───── 対象の文章 ─────

「衛生管理者」とは、労働環境の衛生的改善、疾病の予防処置など、事業場の衛生全般の管理を担当する者のことです。事業場の衛生管理は医師だけで全てを行うことは困難なため、指導員のような者が必要と考えられ、日本独自の制度として発足しました。

労働安全衛生法により、一定の規模以上の事業場には、資格を有する者の中から衛生管理者を選任する義務が課せられています。このとき選任できるのは衛生管理者、医師、労働衛生コンサルタントなどの資格を有する者です。ちなみに、衛生管理者免許には、衛生工学衛生管理者、第一種衛生管理者、第二種衛生管理者の3種あり、種類によって業務の範囲が違います。

選任義務があるのは常時50人以上の労働者を使用する事業場で、労働者の人数が50~200人の事業場では1人以上、201~500人では2人以上、501~1,000人では3人以上、1,001~2,000人では4人以上、2,001~3,000人では5人以上、3,001人を超える場合は6人以上の選任が義務付けられています。なお、衛生管理者の選任義務のない50人未満の少人数の事業場では「安全衛生推進者」を選任するよう義務づけられています。

─────

取り組む作業:
1. 衛生管理者についての文章のうち、「選任義務があるのは」で始まる段落を、主な事実を残して箇条書きにまとめよ。
2. 衛生管理者についての文章の続きを、最後の文の後から書き進めよ。

───── データ抜粋 ─────

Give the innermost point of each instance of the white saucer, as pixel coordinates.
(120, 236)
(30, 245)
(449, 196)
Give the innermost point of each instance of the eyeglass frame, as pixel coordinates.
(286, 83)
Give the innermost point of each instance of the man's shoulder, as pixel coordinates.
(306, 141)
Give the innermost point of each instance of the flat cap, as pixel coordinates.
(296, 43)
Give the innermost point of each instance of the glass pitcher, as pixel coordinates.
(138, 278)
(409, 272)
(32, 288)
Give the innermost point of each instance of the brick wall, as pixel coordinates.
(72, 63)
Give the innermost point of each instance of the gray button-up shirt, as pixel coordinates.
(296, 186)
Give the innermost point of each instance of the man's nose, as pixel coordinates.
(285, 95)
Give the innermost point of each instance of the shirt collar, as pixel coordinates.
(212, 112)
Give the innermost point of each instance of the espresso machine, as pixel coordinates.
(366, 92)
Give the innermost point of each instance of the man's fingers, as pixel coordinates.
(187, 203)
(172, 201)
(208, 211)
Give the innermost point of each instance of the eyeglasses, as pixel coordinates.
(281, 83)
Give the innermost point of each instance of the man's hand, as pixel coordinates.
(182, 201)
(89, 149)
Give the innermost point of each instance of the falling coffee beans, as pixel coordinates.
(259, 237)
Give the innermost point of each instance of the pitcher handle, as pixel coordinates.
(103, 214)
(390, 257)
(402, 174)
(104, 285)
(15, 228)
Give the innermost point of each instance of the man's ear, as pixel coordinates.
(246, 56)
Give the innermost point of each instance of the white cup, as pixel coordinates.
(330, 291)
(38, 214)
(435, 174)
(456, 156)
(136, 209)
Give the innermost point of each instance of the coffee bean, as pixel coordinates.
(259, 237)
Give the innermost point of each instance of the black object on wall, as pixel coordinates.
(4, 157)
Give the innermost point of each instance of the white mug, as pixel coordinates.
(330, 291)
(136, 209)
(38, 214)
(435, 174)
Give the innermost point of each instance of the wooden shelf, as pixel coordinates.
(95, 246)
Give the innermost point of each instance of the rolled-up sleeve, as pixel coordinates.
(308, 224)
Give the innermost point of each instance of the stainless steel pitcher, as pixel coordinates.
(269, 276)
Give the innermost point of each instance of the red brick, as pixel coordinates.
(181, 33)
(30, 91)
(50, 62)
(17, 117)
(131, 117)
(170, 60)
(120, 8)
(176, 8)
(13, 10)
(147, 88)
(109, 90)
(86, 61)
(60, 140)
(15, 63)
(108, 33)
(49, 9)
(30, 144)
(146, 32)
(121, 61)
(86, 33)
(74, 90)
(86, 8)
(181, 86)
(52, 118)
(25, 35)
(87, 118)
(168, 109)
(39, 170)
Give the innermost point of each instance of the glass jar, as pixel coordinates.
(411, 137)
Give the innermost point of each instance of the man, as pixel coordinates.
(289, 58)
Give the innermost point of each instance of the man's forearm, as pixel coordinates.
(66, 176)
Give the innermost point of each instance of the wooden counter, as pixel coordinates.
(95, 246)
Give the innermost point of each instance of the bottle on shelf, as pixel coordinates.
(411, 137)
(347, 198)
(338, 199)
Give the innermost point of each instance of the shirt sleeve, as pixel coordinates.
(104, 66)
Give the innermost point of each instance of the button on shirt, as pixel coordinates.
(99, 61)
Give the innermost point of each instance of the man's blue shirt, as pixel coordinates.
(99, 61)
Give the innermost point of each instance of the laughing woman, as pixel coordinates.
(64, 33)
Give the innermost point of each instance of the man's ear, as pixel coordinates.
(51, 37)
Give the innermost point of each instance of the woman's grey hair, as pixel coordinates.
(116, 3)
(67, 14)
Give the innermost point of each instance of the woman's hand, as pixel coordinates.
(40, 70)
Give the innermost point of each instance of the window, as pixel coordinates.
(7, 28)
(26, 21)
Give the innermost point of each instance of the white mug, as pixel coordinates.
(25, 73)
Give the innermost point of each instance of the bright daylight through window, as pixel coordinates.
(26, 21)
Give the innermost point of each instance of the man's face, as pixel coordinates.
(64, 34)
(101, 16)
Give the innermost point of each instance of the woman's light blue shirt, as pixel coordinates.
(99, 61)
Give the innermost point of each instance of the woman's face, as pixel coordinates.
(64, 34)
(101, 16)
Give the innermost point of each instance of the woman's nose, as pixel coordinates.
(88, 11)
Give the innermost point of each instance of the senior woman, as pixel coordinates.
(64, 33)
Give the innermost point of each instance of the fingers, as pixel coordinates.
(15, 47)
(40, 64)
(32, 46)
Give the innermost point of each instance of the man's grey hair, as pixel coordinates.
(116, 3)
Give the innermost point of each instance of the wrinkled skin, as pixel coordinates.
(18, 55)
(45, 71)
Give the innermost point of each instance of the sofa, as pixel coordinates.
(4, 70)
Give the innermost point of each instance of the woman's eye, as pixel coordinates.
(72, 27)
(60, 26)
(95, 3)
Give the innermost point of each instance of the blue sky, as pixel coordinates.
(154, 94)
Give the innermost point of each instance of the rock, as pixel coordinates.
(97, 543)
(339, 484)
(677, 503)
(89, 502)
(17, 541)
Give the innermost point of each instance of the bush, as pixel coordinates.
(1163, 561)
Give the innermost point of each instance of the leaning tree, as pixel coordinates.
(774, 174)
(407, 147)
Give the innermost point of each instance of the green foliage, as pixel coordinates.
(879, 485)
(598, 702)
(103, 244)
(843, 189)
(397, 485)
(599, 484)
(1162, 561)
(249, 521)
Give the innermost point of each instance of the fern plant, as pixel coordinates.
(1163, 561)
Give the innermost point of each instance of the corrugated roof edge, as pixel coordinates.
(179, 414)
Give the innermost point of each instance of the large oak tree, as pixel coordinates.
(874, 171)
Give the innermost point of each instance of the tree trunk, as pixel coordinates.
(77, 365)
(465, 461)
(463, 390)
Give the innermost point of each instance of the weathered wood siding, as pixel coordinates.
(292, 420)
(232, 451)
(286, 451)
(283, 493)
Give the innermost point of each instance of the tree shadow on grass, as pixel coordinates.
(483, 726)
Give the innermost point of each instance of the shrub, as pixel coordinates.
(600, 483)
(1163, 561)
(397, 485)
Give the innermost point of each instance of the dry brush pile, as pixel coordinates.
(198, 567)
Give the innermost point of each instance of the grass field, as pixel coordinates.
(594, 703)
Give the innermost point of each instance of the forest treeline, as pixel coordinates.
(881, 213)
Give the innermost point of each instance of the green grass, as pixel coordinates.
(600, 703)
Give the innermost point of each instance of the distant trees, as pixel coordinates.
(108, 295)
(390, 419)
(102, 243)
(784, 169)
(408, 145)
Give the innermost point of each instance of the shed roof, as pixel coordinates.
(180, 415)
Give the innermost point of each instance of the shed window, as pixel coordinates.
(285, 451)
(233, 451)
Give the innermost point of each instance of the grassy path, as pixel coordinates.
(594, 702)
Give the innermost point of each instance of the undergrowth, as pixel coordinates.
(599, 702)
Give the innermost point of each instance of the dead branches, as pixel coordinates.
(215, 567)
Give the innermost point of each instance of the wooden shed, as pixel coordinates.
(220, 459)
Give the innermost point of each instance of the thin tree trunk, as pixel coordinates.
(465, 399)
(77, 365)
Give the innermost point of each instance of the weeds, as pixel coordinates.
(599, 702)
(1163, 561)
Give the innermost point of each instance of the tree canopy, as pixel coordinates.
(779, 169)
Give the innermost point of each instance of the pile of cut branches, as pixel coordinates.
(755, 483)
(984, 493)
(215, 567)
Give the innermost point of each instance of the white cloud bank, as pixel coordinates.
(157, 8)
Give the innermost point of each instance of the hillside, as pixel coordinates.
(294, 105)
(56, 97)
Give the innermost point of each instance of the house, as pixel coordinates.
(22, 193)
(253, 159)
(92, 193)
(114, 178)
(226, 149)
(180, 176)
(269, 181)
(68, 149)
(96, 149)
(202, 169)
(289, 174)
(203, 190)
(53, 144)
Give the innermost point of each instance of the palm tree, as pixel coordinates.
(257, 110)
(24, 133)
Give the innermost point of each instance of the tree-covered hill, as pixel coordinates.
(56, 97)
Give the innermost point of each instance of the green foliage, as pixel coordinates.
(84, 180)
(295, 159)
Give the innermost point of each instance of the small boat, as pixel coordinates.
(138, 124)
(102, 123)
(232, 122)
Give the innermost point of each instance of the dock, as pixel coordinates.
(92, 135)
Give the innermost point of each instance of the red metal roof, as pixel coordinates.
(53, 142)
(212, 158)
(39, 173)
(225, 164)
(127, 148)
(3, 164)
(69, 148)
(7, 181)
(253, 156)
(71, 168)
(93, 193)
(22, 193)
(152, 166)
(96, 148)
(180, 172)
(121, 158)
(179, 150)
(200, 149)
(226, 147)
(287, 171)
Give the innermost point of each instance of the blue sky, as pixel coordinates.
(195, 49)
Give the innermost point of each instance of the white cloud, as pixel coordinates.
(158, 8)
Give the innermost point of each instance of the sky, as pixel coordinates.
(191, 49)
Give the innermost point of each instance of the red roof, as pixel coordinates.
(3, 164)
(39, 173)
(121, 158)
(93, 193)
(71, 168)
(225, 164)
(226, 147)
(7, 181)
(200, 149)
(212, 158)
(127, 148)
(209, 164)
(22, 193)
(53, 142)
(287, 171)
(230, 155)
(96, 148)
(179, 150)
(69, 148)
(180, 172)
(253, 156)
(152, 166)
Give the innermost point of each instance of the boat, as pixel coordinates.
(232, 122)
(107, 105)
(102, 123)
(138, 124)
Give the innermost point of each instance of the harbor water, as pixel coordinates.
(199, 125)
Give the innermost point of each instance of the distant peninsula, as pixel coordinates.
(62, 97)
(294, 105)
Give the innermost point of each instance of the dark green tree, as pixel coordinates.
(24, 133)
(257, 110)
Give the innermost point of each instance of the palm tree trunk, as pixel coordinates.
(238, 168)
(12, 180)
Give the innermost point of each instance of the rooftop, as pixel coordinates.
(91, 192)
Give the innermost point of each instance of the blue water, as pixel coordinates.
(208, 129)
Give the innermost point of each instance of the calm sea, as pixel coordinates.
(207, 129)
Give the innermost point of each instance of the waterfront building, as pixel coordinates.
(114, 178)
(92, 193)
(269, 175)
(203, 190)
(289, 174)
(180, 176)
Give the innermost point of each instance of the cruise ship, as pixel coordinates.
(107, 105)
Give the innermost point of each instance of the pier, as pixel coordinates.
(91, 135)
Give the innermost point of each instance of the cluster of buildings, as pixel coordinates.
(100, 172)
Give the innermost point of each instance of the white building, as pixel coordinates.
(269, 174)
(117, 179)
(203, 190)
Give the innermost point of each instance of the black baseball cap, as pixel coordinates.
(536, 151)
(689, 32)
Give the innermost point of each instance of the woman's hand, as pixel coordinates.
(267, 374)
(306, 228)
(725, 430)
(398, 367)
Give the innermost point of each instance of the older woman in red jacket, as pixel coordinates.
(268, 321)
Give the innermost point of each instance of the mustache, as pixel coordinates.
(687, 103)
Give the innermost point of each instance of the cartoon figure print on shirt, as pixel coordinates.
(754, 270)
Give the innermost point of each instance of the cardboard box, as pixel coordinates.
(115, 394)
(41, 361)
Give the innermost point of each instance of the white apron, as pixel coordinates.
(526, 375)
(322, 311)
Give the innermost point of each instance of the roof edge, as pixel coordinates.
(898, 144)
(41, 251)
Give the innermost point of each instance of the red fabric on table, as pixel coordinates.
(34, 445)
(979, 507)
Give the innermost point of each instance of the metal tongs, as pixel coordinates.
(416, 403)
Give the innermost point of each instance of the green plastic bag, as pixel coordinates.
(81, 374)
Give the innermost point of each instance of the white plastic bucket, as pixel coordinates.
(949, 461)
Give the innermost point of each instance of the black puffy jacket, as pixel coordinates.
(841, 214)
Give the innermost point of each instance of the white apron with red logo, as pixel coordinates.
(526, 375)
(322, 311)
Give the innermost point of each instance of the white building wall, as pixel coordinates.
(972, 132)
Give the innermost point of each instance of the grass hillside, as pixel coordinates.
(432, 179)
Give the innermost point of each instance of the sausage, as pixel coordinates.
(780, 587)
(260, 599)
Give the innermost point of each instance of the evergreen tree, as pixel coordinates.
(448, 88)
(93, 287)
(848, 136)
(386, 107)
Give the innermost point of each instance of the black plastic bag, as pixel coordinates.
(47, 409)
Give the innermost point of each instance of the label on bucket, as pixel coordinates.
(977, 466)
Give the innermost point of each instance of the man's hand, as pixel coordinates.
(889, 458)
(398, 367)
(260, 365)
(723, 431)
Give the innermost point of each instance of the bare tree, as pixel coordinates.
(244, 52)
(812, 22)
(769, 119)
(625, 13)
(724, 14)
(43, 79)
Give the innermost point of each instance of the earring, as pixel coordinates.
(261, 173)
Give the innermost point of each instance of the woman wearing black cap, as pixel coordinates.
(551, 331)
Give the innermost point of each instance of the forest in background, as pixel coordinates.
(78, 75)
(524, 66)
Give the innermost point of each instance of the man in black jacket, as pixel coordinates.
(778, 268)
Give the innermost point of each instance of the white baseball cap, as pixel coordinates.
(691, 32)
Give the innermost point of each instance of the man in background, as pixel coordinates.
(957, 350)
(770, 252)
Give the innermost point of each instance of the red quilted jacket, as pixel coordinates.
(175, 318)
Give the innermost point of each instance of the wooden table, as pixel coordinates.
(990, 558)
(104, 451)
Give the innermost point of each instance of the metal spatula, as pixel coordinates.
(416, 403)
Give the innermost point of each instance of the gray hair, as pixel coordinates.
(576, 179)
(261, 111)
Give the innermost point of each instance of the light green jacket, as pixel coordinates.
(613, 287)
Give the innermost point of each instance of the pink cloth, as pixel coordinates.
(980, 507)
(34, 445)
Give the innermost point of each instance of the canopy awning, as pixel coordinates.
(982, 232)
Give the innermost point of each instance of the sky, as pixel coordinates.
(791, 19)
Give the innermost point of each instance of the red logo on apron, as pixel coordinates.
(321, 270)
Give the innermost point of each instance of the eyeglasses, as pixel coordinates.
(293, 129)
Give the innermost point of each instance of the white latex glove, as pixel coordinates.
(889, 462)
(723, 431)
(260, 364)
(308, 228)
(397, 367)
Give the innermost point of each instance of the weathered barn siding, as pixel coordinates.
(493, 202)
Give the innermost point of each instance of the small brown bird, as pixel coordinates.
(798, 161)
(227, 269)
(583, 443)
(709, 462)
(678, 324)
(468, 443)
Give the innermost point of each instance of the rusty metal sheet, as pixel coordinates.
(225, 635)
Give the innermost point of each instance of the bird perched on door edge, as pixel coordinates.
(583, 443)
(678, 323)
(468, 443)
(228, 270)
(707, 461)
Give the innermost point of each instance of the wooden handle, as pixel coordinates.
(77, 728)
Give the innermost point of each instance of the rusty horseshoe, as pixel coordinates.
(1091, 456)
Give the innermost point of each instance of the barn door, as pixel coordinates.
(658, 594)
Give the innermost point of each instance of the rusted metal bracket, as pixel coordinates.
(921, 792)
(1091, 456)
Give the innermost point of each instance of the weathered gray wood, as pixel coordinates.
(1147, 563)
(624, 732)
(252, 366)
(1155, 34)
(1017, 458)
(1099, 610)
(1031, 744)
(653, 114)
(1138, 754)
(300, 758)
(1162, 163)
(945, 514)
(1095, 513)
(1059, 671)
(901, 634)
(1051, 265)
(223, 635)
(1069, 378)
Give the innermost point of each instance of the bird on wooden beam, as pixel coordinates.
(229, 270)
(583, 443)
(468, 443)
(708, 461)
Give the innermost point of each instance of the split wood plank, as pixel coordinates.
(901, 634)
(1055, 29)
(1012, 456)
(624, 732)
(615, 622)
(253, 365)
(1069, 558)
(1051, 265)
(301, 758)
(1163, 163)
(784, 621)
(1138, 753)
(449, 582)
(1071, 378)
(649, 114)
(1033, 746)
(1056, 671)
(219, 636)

─────

作業の解答:
1.
- 選任義務があるのは、常時50人以上の労働者を使用する事業場
- 50~200人:1人以上
- 201~500人:2人以上
- 501~1,000人:3人以上
- 1,001~2,000人:4人以上
- 2,001~3,000人:5人以上
- 3,001人を超える場合:6人以上
- 選任義務のない50人未満の事業場:「安全衛生推進者」の選任が義務

2.
衛生管理者は専属でなければならず、他の事業場との兼任はできません。「衛生管理者」を選任しなければ50万円以下の罰金が適用される場合もあります。

また、業種により、衛生管理者になる者の資格条件も定められています。農林水産業、鉱業、建設業、製造業、電気・ガス・水道業、運送業、自動車整備業、機械修理業、医療業、清掃業などの工学的職種では、第一種衛生管理者免許、衛生工学衛生管理者免許、医師、歯科医師、労働衛生コンサルタントなどの資格が必要とされ、その他の非工業的職種では、第一種衛生管理者免許、第二種衛生管理者免許、衛生工学衛生管理者免許、医師、歯科医師、労働衛生コンサルタントなどの資格が必要です。